DATA SHOWN below:

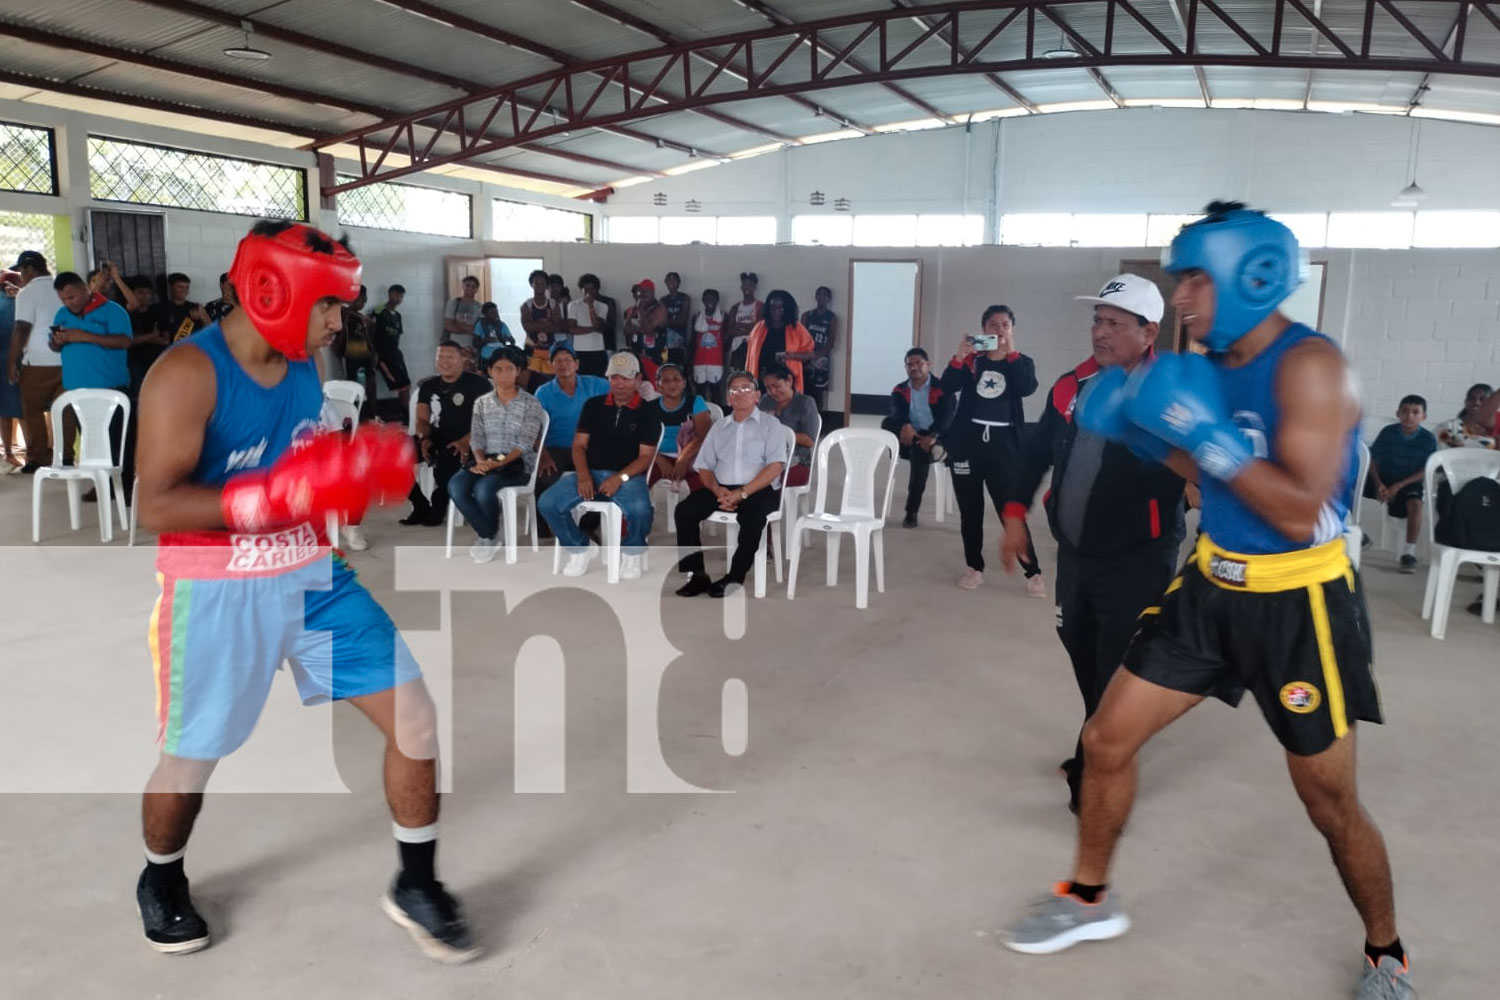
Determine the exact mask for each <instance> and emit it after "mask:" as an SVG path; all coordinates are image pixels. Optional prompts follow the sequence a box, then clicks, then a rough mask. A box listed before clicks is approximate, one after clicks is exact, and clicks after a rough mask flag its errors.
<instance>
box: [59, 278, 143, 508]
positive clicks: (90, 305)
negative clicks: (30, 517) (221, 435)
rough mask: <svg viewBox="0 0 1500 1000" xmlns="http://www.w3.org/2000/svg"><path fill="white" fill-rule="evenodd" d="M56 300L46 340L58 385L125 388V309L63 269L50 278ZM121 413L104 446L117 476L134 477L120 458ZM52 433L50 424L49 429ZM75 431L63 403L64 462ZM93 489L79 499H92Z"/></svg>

End of DATA SHOWN.
DATA SHOWN below:

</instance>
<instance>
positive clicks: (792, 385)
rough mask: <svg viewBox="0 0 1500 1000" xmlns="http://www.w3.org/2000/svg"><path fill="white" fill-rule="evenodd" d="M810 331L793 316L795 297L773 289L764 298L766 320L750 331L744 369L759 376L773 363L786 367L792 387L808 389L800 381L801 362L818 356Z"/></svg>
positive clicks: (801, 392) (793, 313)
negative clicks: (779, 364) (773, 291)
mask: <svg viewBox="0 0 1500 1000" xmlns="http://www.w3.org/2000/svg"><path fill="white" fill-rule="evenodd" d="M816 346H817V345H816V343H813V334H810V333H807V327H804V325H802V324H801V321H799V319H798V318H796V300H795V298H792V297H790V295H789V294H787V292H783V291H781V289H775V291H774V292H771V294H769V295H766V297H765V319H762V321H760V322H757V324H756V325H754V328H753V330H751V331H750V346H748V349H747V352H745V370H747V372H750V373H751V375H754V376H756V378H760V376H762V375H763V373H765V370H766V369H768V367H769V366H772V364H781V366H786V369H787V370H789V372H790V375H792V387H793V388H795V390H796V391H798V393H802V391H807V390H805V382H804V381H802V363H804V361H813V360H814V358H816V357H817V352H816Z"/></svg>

End of DATA SHOWN.

◆ EXERCISE ◆
Out of the data above, transcribe exactly and only the lines starting with the line that has "Determine the exact" and going on through the line that has "300L46 340L58 385L125", both included.

◆ REPLY ◆
Determine the exact mask for each <instance> and emit it after "mask:" as an SVG path; all coordinates are image pixels. Optional prompts follow the sequence a box, then clicks, then a rough mask. A box listed before clicks is approximate, one after clicks is exact, and clicks after a rough mask flag its errors.
<instance>
box: [59, 278, 143, 508]
positive clicks: (90, 305)
negative clicks: (30, 517) (221, 435)
rough mask: <svg viewBox="0 0 1500 1000" xmlns="http://www.w3.org/2000/svg"><path fill="white" fill-rule="evenodd" d="M56 300L46 340L58 385L125 388V309L63 269L50 278ZM121 413L104 446L117 476L134 477L120 458ZM52 433L50 424L49 429ZM75 431L63 403L64 462ZM93 489L79 499H92Z"/></svg>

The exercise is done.